_YOUR INSTRUCTIONS:_ Render every line of the data below as a numbered list, skipping any blank lines and leaving the pictures out.

....

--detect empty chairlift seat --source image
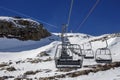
[95,48,112,63]
[55,44,83,68]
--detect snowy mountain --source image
[0,16,51,40]
[0,33,120,80]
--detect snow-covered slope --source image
[0,33,120,80]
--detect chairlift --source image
[83,42,94,59]
[95,48,112,63]
[54,25,83,68]
[95,40,112,63]
[55,44,83,68]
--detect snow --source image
[0,33,120,80]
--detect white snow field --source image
[0,33,120,80]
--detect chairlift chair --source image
[55,44,83,68]
[95,48,112,63]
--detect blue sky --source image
[0,0,120,35]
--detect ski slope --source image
[0,33,120,80]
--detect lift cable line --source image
[66,0,74,26]
[76,0,100,31]
[0,6,57,28]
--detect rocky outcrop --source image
[0,17,51,40]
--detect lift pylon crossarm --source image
[95,40,112,63]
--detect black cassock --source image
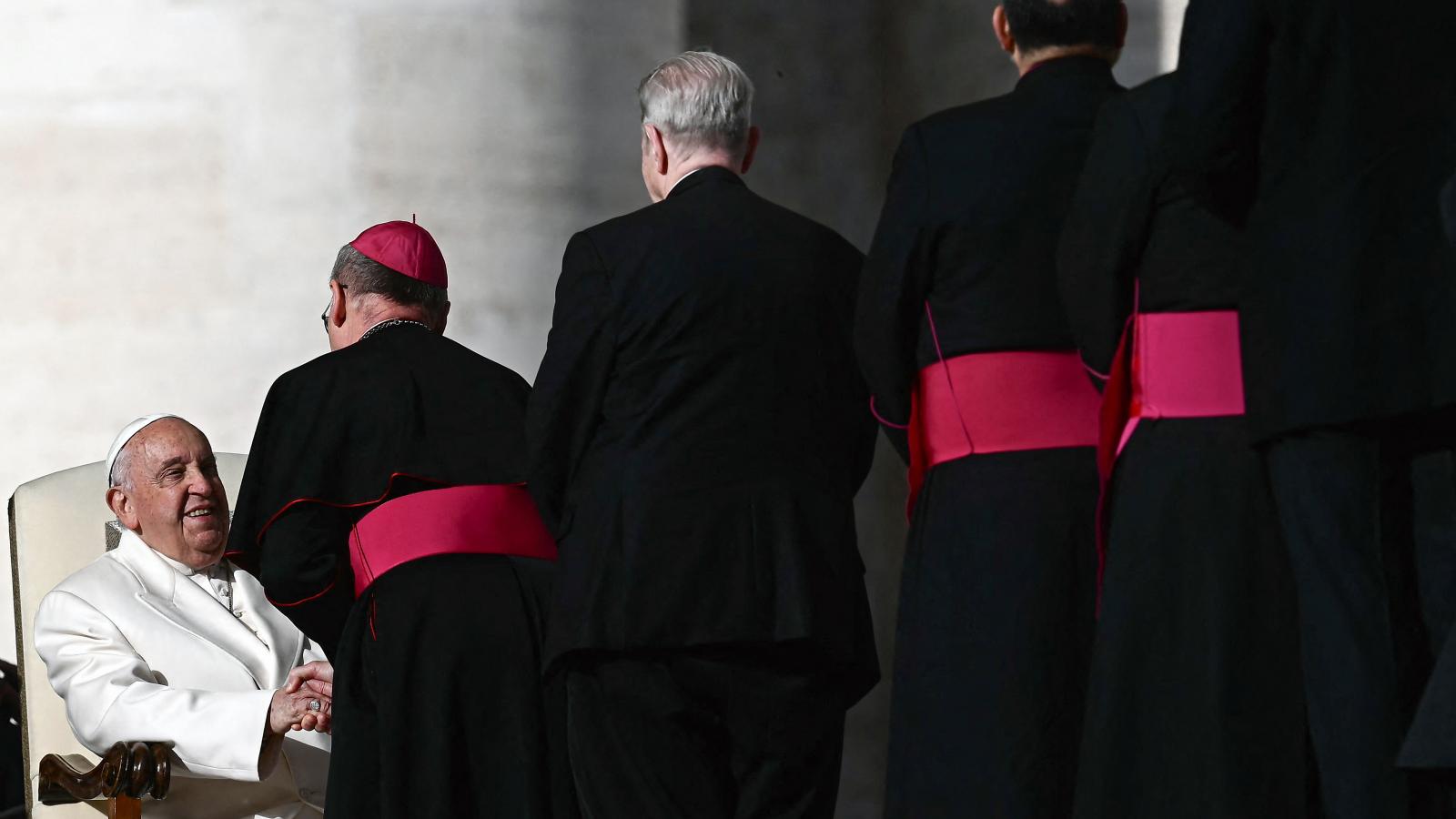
[231,322,575,817]
[1400,177,1456,777]
[529,167,879,819]
[856,56,1119,819]
[1160,0,1456,819]
[1058,75,1308,819]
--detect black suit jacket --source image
[854,56,1119,456]
[527,167,878,688]
[1057,75,1248,373]
[1163,0,1456,437]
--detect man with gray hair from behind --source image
[527,51,879,819]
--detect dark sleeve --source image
[258,502,354,657]
[839,242,876,497]
[228,375,354,657]
[1441,177,1456,248]
[526,233,616,538]
[854,126,929,460]
[1160,0,1271,226]
[1057,97,1153,378]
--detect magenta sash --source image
[910,349,1101,509]
[1117,310,1243,453]
[349,484,556,598]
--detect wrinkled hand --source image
[279,660,333,733]
[282,660,333,700]
[268,689,333,736]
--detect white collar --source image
[662,165,707,199]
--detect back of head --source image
[638,51,753,156]
[1002,0,1123,53]
[329,245,449,324]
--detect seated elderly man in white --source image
[35,415,329,819]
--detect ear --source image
[642,123,667,177]
[992,5,1016,56]
[329,278,349,327]
[106,487,138,531]
[738,126,763,174]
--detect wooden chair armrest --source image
[36,742,172,804]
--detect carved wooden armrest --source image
[36,742,172,804]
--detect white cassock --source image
[35,531,329,819]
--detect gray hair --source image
[329,245,449,324]
[106,442,141,492]
[638,51,753,153]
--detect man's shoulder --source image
[41,551,146,609]
[905,93,1019,137]
[268,329,529,402]
[572,185,859,260]
[572,199,672,252]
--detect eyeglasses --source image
[318,279,349,332]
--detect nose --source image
[187,468,214,499]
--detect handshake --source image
[268,660,333,736]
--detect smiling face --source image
[106,419,228,570]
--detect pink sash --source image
[1114,310,1243,458]
[349,484,556,598]
[1097,310,1243,611]
[910,349,1101,510]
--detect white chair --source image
[10,451,273,819]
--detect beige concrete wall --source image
[0,0,682,660]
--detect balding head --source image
[106,417,228,569]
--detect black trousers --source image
[1267,422,1451,819]
[565,644,847,819]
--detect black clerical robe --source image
[1160,0,1456,819]
[527,167,878,816]
[1058,75,1308,819]
[231,322,575,817]
[856,56,1119,817]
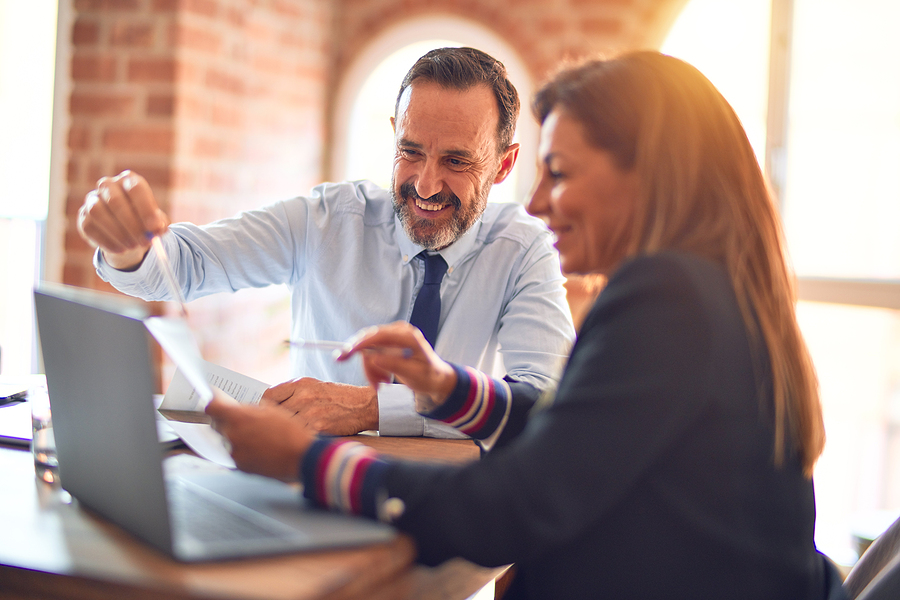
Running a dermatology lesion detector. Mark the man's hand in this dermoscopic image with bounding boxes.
[260,377,378,435]
[206,399,314,481]
[77,171,169,271]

....

_ANSWER BELOW:_
1. --detect empty chairlift seat --source image
2. [95,48,112,63]
3. [55,44,83,68]
4. --detect snowy mountain --source image
5. [0,16,51,40]
6. [0,33,120,80]
7. --detect snow-covered slope --source image
8. [0,33,120,80]
9. --detect chairlift --source image
10. [83,42,94,59]
11. [95,48,112,63]
12. [54,25,83,68]
13. [95,40,112,63]
14. [55,44,83,68]
15. --detect snow --source image
16. [0,33,120,80]
17. --detect white snow field --source image
18. [0,33,120,80]
19. --detect chairlift chair --source image
20. [55,44,83,68]
21. [95,48,112,63]
22. --detect blue sky --source image
23. [0,0,120,35]
24. --detect ski slope --source image
25. [0,33,120,80]
26. --detect lift cable line --source image
27. [66,0,74,26]
28. [76,0,100,31]
29. [0,6,57,28]
30. --detect rocky outcrop --source image
31. [0,17,51,40]
32. --detect lift pylon crossarm --source image
33. [95,40,112,63]
34. --detect black cassock --source image
35. [231,322,575,817]
36. [1400,177,1456,777]
37. [529,167,879,819]
38. [856,56,1119,819]
39. [1160,0,1456,819]
40. [1058,75,1308,819]
41. --detect black suit jacket --source image
42. [854,56,1119,456]
43. [527,167,878,688]
44. [1057,75,1248,373]
45. [1163,0,1456,437]
46. --detect man with gray hair from behind --source image
47. [527,51,879,819]
48. --detect dark sleeve --source image
49. [258,502,354,657]
50. [839,242,876,497]
51. [228,375,354,657]
52. [1441,177,1456,248]
53. [526,233,616,538]
54. [854,126,929,460]
55. [1160,0,1271,226]
56. [1057,97,1153,378]
57. --detect magenta sash --source image
58. [910,349,1101,509]
59. [1117,310,1243,453]
60. [349,484,556,598]
61. --detect wrinkled hand --source image
62. [279,660,333,733]
63. [282,660,333,700]
64. [268,689,333,736]
65. --detect white collar --source image
66. [662,165,707,199]
67. --detect back of head --source image
68. [638,51,753,156]
69. [1002,0,1123,53]
70. [329,245,449,324]
71. --detect seated elderly man in white --source image
72. [35,415,329,819]
73. --detect ear --source image
74. [642,123,667,177]
75. [992,5,1016,56]
76. [329,278,349,327]
77. [106,487,138,531]
78. [738,126,763,174]
79. --detect wooden chair armrest --source image
80. [36,742,172,804]
81. --detect carved wooden armrest --source image
82. [36,742,172,804]
83. --detect white cassock --source image
84. [35,531,329,819]
85. --detect gray hair --source image
86. [329,245,449,324]
87. [106,442,141,492]
88. [638,51,753,153]
89. --detect man's shoulder --source image
90. [41,551,146,609]
91. [905,93,1019,137]
92. [268,329,529,402]
93. [572,185,859,260]
94. [572,199,672,252]
95. --detect eyeglasses --source image
96. [318,279,349,332]
97. --detect nose --source image
98. [187,468,214,499]
99. --detect handshake --source image
100. [268,660,333,736]
101. --detect smiling face --source image
102. [106,419,228,570]
103. --detect pink sash --source image
104. [1114,310,1243,458]
105. [349,484,556,598]
106. [1097,310,1243,611]
107. [910,349,1101,510]
108. --detect white chair --source image
109. [10,451,273,819]
110. --detect beige concrete wall --source image
111. [0,0,682,660]
112. --detect balding head --source image
113. [106,417,228,569]
114. --detect black trousers --source image
115. [1267,422,1451,819]
116. [565,644,847,819]
117. --detect black clerical robe --source image
118. [1160,0,1456,819]
119. [527,167,878,816]
120. [1058,75,1308,819]
121. [231,322,575,817]
122. [856,56,1119,817]
123. Running a dermatology lesion detector. Mark the man's hand in this dermoscopic image with bounding boxes.
124. [260,377,378,435]
125. [206,399,314,481]
126. [77,171,169,271]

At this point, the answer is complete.